Requirements: In your copy, reproduce the entries exactly as they are, minus the images.

Items:
________

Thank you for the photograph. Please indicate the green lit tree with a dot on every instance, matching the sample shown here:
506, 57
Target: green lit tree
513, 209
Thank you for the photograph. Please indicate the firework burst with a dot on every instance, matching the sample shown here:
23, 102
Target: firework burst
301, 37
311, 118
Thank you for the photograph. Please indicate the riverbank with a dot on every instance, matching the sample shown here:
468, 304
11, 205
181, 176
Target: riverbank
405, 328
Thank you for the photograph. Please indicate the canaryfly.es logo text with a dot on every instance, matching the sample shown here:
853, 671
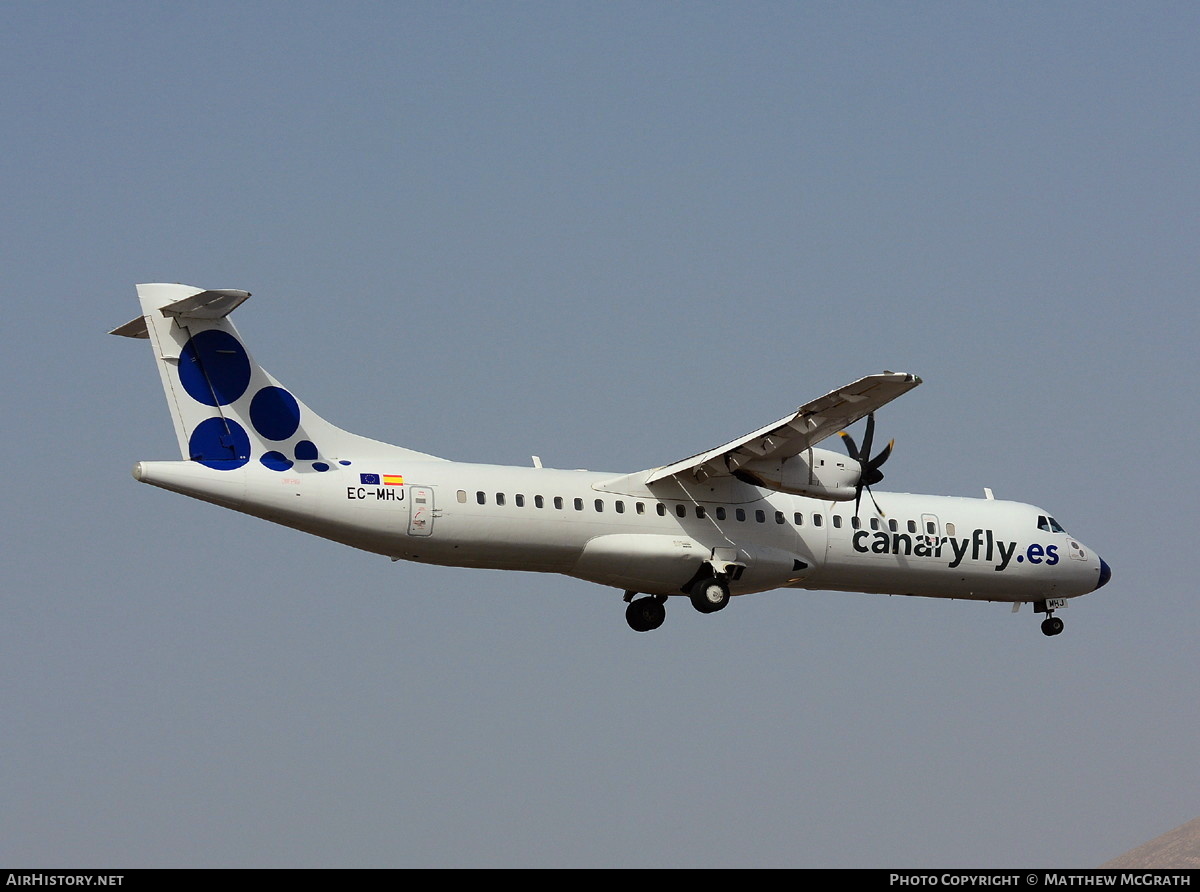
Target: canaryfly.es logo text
983, 545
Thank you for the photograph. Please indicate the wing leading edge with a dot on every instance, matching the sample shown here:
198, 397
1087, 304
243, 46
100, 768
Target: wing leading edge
796, 432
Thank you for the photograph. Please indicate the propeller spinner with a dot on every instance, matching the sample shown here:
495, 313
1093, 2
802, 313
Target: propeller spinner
870, 471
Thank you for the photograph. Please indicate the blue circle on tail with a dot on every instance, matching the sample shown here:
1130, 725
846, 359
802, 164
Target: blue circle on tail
214, 367
276, 461
220, 443
275, 413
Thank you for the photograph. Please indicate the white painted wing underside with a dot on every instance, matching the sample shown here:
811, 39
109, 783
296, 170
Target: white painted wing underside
803, 429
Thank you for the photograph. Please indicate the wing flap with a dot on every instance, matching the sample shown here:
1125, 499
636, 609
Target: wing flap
796, 432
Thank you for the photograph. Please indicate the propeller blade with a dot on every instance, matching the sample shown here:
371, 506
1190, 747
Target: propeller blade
869, 437
874, 464
851, 449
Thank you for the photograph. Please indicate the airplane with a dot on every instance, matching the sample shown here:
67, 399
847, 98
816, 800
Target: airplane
763, 512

________

Answer to the task:
Thank you for the photograph. Please indicate the green lit tree with a dot on every instance, matching the sample shown here:
506, 57
Target: green lit tree
513, 209
Thank you for the photograph. Please indicate the firework burst with a dot on every instance, matching the sample shown here:
23, 102
Target: firework burst
301, 37
311, 118
Thank you for the photograph. Please indicate the riverbank with a dot on every instance, matching the sample shown here:
468, 304
11, 205
181, 176
Target: riverbank
405, 328
Thank you for the photograph. Please indicate the canaryfly.es logo text with a dot on every instance, matching the sample shown here:
853, 671
Target: canaryfly.es logo text
983, 545
Thank you for the photograph. Please indicate the wing leading edge with a dot on every instance, matching the sample shown here:
198, 397
1087, 304
243, 46
100, 768
Target: wing leading edge
796, 432
Thank you for the photograph. Please indicate the propeller spinner with a dot on every instance, matching the sample shown here:
495, 313
1093, 2
802, 313
Target: propeller spinner
870, 471
Thank you for the photograph. Please indicate the blue circle on tail with a dot on every instance, matching the sample shown here:
1130, 725
846, 359
802, 164
Target: blue circle on tail
214, 367
276, 461
220, 443
275, 413
Thank you for the photograph. Please indicate the white painted wing underside with a dot on every instance, matching the sample shown here:
811, 39
109, 783
296, 170
Target: white painted wing underside
803, 429
Thank you for the photograph. Please indicate the wing flap with a dot on every instance, matching the sample shown here:
1125, 499
636, 609
Target: wing flap
796, 432
Thank you for the photograph. Please indicate the propeller blade with a dot on every instance, matching the sample shown here:
371, 506
1190, 747
Target: propeller blade
869, 437
874, 464
851, 449
Thank you for the photograph. Please indicate the airplane with a dot on every instance, matching the sample shown here:
67, 399
847, 98
816, 800
Target: airplane
763, 512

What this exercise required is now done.